Exercise goal
Beginning at the line with "tire in the picture above?", output each line to the end of the listing below exactly, please.

Extracted entries
*****
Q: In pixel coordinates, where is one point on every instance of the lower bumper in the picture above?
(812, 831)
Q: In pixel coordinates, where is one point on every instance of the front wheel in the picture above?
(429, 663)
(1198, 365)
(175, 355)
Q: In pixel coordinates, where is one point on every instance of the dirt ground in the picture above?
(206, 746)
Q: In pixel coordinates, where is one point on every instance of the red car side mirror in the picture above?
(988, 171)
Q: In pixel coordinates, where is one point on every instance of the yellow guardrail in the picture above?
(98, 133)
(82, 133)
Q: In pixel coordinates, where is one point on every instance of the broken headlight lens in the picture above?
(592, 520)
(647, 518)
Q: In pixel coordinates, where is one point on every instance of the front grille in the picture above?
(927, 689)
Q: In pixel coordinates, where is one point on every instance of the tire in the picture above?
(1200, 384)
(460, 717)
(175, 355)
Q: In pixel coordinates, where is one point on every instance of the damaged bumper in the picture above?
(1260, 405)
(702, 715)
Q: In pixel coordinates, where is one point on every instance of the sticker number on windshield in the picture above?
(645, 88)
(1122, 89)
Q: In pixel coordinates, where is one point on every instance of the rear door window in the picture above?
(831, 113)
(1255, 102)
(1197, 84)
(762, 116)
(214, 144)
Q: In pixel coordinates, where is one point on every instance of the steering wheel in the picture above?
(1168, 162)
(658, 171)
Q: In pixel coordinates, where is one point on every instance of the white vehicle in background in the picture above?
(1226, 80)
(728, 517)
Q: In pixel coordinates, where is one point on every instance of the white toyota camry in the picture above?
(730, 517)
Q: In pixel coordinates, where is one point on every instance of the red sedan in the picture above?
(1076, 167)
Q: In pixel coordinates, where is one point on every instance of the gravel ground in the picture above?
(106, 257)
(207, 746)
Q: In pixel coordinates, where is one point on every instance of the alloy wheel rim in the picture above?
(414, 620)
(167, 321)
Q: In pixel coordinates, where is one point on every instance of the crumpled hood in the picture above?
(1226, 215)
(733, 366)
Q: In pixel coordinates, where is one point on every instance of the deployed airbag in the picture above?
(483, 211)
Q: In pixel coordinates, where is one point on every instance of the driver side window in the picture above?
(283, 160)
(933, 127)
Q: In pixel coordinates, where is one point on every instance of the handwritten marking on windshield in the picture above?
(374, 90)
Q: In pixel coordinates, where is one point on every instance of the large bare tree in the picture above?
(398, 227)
*****
Solution for this task
Q: In pixel coordinates, where is one point on every instance of the tire in the picture above?
(1200, 384)
(460, 717)
(175, 355)
Q: In pixel coordinates, where is one point on every instance of the damaged bumper in the picture above?
(1260, 405)
(702, 715)
Q: In pixel coordinates, where is one point on every instance of the sticker number on windshield in the picture above?
(645, 88)
(1122, 89)
Q: In pixel coordinates, where is one point on every instance of the rear door window in the picture above?
(831, 113)
(1255, 102)
(1197, 84)
(762, 116)
(214, 144)
Q: In pixel coordinates, where is one point on every instance of the steering wheel in the picture above?
(1168, 162)
(658, 171)
Q: In pixel coordinates, where is one point on every instance of the white vehicle in background in the picture above?
(1226, 80)
(728, 517)
Q: In pixel coordinates, where is one point on every instance of the white toyota camry in the picture above?
(730, 517)
Q: In pixel coordinates, where is one point on every instance of the red sedan in the picture above?
(1076, 167)
Q: In pixel coordinates, where is one point on every instance of the gravel ground in the picture above?
(106, 257)
(207, 746)
Q: In pixel coordinates, where is one point on every instance of the alloy wheel rim in the picture above?
(414, 620)
(167, 321)
Q: In pixel coordinates, where is one point on every instance of the crumpled hood in the picture above?
(1226, 215)
(733, 366)
Q: In pixel coordinates, where is one point on every instance of the deployed airbag in the picture above?
(483, 211)
Q: In pixel coordinates, where is one point on every instance of the driver side window in the picture above?
(283, 160)
(933, 127)
Q: In pixel coordinates, where is one point on every instance of the handwritten marking on windshield in the picture above?
(374, 90)
Q: In pixel coordinates, where is one point on every instance of the large bare tree in the picture above?
(398, 227)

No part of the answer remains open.